--- Start of Extracted text ---

Saada (صَعْدَة) or Sa'dah is one of the governorates of Yemen. The governorate's seat and the largest city is Saada. It is the epicentre of Zaydism and where the Houthi group originates from.

==Geography==
Saada is 240 kilometers north of the capital Sanaa. Northwest of its capital, Saada city, the terrain of the governorate becomes increasingly mountainous and reaches elevations of 2,050 meters in the far west. Between these mountains and Saada city, the terrain is peppered with basins and wadis, ultimately dropping to form arid plains in the east. Rainfall varies greatly according to location. The western mountains of Razih receive as much as 1,000 mm per year, while arid regions east of the governorate's capital can get as little as 50 mm. Given the scarce amounts of arable land in these arid areas, most of the governorate's population lives in the wetter west.

===Adjacent governorates===

- Al Jawf Governorate (east)

--- End of Extracted text ---
--- Start of Stored records ---

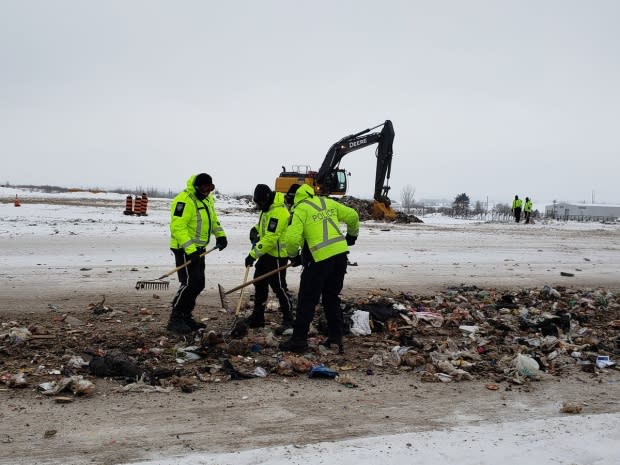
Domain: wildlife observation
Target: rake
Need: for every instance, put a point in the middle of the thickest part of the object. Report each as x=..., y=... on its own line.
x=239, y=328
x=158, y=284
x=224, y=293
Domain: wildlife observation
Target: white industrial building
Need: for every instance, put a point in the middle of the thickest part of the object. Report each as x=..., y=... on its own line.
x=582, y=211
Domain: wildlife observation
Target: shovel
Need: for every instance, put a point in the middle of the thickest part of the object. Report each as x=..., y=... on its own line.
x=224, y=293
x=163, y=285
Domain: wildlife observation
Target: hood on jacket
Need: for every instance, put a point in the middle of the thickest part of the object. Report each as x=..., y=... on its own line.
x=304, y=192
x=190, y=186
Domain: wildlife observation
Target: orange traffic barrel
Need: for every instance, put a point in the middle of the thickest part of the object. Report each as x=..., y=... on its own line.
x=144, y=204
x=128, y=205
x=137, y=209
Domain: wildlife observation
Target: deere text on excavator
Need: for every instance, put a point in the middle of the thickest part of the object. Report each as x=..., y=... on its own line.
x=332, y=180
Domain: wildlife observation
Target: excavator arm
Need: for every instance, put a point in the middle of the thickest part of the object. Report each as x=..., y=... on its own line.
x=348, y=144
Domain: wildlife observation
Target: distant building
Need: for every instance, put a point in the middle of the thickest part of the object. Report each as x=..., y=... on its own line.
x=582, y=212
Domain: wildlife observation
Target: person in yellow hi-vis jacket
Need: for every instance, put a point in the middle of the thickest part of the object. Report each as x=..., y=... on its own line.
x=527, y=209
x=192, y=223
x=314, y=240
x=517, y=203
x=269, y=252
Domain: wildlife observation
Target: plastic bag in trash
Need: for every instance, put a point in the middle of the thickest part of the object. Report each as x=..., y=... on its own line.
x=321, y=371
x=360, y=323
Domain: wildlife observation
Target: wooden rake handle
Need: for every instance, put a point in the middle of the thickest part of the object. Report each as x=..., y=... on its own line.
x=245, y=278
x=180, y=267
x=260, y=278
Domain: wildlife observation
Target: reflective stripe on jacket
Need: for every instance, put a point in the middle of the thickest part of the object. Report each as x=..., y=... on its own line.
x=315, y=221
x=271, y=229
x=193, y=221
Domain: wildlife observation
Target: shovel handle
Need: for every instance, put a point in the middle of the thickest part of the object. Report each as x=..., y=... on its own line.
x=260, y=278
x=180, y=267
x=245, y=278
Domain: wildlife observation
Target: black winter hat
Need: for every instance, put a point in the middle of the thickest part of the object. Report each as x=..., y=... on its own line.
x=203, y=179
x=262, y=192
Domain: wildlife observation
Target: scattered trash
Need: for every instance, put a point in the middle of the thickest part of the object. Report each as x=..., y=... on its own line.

--- End of Stored records ---
--- Start of Stored records ---

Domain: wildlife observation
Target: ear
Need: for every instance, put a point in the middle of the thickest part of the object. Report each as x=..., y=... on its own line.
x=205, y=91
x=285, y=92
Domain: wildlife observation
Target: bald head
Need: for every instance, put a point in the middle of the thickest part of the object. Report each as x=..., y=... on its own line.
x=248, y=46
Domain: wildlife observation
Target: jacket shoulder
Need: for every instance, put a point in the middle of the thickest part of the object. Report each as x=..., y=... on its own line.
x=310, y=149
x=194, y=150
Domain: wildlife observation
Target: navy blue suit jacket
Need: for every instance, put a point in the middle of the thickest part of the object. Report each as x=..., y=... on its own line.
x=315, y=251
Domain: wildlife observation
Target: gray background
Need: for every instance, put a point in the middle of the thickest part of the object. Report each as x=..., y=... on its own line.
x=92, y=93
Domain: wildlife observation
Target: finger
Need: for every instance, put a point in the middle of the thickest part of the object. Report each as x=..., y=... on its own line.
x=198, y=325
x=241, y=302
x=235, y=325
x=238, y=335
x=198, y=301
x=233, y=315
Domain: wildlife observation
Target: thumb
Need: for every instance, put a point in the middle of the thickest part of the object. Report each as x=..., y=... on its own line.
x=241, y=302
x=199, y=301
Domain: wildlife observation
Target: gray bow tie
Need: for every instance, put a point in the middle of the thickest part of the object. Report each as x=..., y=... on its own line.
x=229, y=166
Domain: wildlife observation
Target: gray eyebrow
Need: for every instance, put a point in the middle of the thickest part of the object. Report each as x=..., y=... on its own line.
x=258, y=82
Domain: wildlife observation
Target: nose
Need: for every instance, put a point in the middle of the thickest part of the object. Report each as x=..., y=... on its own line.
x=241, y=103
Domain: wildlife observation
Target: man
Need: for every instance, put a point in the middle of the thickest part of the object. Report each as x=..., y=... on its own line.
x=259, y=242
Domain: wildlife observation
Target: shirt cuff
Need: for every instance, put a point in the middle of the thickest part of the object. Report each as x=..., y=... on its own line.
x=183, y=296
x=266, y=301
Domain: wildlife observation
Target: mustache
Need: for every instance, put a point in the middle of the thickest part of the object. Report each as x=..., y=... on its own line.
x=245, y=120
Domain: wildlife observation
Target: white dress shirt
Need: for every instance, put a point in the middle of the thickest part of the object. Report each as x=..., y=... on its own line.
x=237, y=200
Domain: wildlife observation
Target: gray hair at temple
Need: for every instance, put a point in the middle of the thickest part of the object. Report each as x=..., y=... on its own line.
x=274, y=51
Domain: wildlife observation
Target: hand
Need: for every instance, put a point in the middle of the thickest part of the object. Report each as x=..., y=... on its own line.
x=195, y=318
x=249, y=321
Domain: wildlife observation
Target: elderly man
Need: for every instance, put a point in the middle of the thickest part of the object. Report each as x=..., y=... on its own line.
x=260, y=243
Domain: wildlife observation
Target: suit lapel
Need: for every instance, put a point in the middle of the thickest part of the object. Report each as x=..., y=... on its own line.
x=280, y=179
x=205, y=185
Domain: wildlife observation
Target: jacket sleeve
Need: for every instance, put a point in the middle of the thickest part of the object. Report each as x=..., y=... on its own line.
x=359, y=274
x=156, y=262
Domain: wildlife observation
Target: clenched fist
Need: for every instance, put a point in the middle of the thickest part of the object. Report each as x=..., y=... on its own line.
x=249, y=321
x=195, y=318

--- End of Stored records ---

== Challenges ==
- a) According to the Saada text, why does most of the governorate's population live in the west? Answer in one to three sentences.
- b) Duplicate the Saada text from "Saada (صَعْدَة) or" to "the wetter west.".
The entries were taken from a different source than the Saada text.

== Correct answers ==
- a) The east of the governorate is arid, receiving as little as 50 mm of rain per year, and has scarce arable land. The western mountains are much wetter, getting as much as 1,000 mm per year, so most people live there.

- b)
Saada (صَعْدَة) or Sa'dah is one of the governorates of Yemen. The governorate's seat and the largest city is Saada. It is the epicentre of Zaydism and where the Houthi group originates from.

==Geography==
Saada is 240 kilometers north of the capital Sanaa. Northwest of its capital, Saada city, the terrain of the governorate becomes increasingly mountainous and reaches elevations of 2,050 meters in the far west. Between these mountains and Saada city, the terrain is peppered with basins and wadis, ultimately dropping to form arid plains in the east. Rainfall varies greatly according to location. The western mountains of Razih receive as much as 1,000 mm per year, while arid regions east of the governorate's capital can get as little as 50 mm. Given the scarce amounts of arable land in these arid areas, most of the governorate's population lives in the wetter west.